Page text:
|---|
Newtons laws describe the relationship between forces acting on an object and its resulting motion. Learn about Newtons Laws and how they apply to mousetrap cars.

Inertia is just a fancy word that means resistance to change. Mass is the numerical measurement of an objects inertia. Weight is related to mass and inertia but weight is not the same thing. Weight is a product of the amount of mass an object has and times the amount of gravity pulling on the mass. An example of the difference between weight and inertia can be understood using a bowling ball. On earth we can feel the weight of a bowling ball as the Earth's gravity pulls on the mass of the bowling ball. But, if we held the same bowling ball on the moon it would feel a lot lighter than it does on the earth because the gravitational field on the moon is much less than on Earth. Weight changes depending on the location of an object. Weight does not remain constant and depends on the strength of the gravitational field where the object is being weighed. Now if we compared the throwing of the bowling ball down an alley on the earth and then on the moon we would find that there is no apparent difference in force or feel of throwing the bowling ball. This is because the mass of the bowling ball is the same in each location and by throwing the bowling ball you are working against it's inertia and not it's weight.

mass vs weight: mass is measured on a balance, weight is measured on a scale.

Mass and weight are measured differently. Mass is measured on a balance by comparing an unknown masses to a known mass. Weight is measured with a scale where gravity can pull on the object. Wherever you go in the universe, your measurement of mass will not change, but your measurement of weight will change depending on the pull of gravity in your location. Knowing either mass or weight you can calculate the other if you know the strength of the gravitational field where you are doing your measuring.

w = m × g

weight: weight [w] is defined as the mass [m] of an object times the acceleration of gravity [g]. Weight is measured in newtons, mass is measured in kilograms, and gravity is measured in meters per second per second.

Newton's First Law of Motion

Newton's first law of motion basically states that objects like to keep doing what ever it is that they are doing. If an object is sitting at rest on a table or rolling along the floor then that object will continue to sit on the table or roll along the floor until a force is applied to the object in order to cause a change.

newton's first law of motion: Every material object continues in its state of rest or in uniform motion in a straight line unless it is compelled to change that state by forces acting on it.

Newton's Second Law of Motion

If you want to change the state of an object, you have to apply a force. Net forces cause objects to change their state of motion or accelerate. Newton recognized that his first law needed some additional explanation because most of the motion we observe around us undergoes changes and is the result of one or more applied forces; therefore, Newton wrote a Second Law of Motion which relates force, mass, and acceleration.
|---|
Dataset extract:
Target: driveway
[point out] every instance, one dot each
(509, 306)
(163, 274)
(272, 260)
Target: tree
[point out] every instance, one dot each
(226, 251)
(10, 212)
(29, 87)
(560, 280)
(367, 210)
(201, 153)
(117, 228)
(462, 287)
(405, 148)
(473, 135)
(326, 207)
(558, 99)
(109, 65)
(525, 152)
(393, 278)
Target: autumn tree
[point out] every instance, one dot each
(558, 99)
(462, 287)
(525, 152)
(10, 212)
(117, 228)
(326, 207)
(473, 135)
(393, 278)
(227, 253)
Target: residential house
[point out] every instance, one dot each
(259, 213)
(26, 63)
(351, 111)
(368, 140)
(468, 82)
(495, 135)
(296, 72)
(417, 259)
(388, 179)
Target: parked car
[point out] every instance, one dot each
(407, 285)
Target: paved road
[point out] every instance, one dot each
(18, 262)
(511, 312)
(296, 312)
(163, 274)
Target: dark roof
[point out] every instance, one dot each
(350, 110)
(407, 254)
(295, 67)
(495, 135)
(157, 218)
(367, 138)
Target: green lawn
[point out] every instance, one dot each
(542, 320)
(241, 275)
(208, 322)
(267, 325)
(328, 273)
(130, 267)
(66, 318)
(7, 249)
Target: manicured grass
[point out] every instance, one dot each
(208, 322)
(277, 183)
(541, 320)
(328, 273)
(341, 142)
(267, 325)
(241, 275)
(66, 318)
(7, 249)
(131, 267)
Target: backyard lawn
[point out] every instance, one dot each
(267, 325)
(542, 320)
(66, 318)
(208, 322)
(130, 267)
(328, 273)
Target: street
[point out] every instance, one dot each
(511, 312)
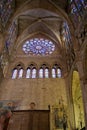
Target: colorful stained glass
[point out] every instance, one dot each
(38, 46)
(6, 9)
(77, 9)
(66, 36)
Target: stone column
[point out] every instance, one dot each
(1, 43)
(83, 82)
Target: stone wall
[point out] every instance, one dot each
(43, 92)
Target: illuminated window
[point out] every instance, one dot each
(76, 9)
(28, 72)
(41, 73)
(34, 73)
(46, 73)
(38, 46)
(58, 72)
(20, 75)
(53, 73)
(6, 9)
(14, 74)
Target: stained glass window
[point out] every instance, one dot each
(38, 46)
(6, 9)
(34, 71)
(11, 34)
(46, 73)
(58, 72)
(66, 36)
(14, 73)
(77, 9)
(41, 73)
(28, 72)
(20, 74)
(53, 73)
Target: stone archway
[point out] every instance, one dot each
|---|
Set of tasks:
- 1) According to the text on Newton's laws, in what unit is weight measured?
- 2) Check each statement against the text on Newton's laws. For each one, answer yes or no and quote the words from the text that decide it.
(a) An object's weight stays the same wherever it is weighed.
(b) Mass is measured on a balance by comparing it to a known mass.
(c) Throwing a bowling ball on the moon feels noticeably easier than throwing it on Earth.

Per-task answers:
- 1) Weight is measured in newtons.

- 2)
(a) No: "Weight does not remain constant and depends on the strength of the gravitational field where the object is being weighed."
(b) Yes: "Mass is measured on a balance by comparing an unknown masses to a known mass."
(c) No: "there is no apparent difference in force or feel of throwing the bowling ball."